■ WORK TASK A: Could you reproduce the Monte Tchota excerpt from "2016 mass shooting" up to and including "25 April 2016.", replacing "Cape Verde" with "Cabo Verde"?
■ WORK TASK B: Can you condense the paragraph of the Monte Tchota excerpt that begins "Between the hours of 9:30" into a bulleted list of its main facts?
--- TEXT EXCERPT Enclosed Below ---
2016 mass shooting in Cape Verde

The Monte Tchota massacre was a mass shooting that occurred at the Monte Tchota army barracks in Cape Verde in the early hours of 25 April 2016.

== Massacre ==
Between the hours of 9:30 and 10:00 in the morning, a rogue FACV soldier identified as 23-year old Manuel Antonio Silva Ribeiro, opened fire at the Monte Tchota army barracks, 27 km (17 miles) north of Praia, the capital of Cape Verde. The shooting occurred as the soldiers were helping to repair antennas at the top of the hill near the barracks. Ribeiro opened fire on his fellow soldiers, shooting eight to death. In the aftermath of the shootings, Ribeiro killed three technicians, two Spanish and a local Cape Verdean, who stopped him from leaving in a getaway car. Eight Kalashnikov rifles and ammunition were stolen from the dead soldiers and later discovered in the abandoned car nearby. The bodies were discovered 24 hours later by a police officer.

== Arrests ==
Ribeiro was arrested in a joint operation by judicial police and the military two days later in a neighbourhood of the capital of Praia.

In response to the incident President Jorge Carlos Fonseca said a personal feud was behind the killings, ruling out an attempted coup or links to the drug trade.

On November 4, 2016, Manuel António Silva Ribeiro was sentenced to 35 years in prison - the maximum sentence available under Cape Verdean law.
--- End of Enclosed TEXT EXCERPT ---
--- STORED DATA Enclosed Below ---
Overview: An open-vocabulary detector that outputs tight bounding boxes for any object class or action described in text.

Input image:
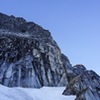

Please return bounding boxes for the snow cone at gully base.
[0,13,100,100]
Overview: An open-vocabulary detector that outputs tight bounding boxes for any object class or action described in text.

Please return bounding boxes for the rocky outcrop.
[63,65,100,100]
[0,13,100,100]
[0,14,67,87]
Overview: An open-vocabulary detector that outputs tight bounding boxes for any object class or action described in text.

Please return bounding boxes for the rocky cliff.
[0,13,100,100]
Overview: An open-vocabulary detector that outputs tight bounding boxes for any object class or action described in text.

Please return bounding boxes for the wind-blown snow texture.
[0,85,75,100]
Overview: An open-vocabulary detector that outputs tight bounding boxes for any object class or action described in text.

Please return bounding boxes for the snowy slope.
[0,85,75,100]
--- End of Enclosed STORED DATA ---
■ ANSWER SPACE A:
2016 mass shooting in Cabo Verde

The Monte Tchota massacre was a mass shooting that occurred at the Monte Tchota army barracks in Cabo Verde in the early hours of 25 April 2016.

■ ANSWER SPACE B:
- Between 9:30 and 10:00 in the morning, FACV soldier Manuel Antonio Silva Ribeiro, 23, opened fire at the Monte Tchota army barracks, 27 km (17 miles) north of Praia.
- The soldiers were helping repair antennas at the top of the hill near the barracks.
- He shot eight fellow soldiers dead.
- He then killed three technicians (two Spanish, one Cape Verdean) who stopped him from leaving in a getaway car.
- Eight Kalashnikov rifles and ammunition were stolen from the dead soldiers and later found in the abandoned car nearby.
- A police officer discovered the bodies 24 hours later.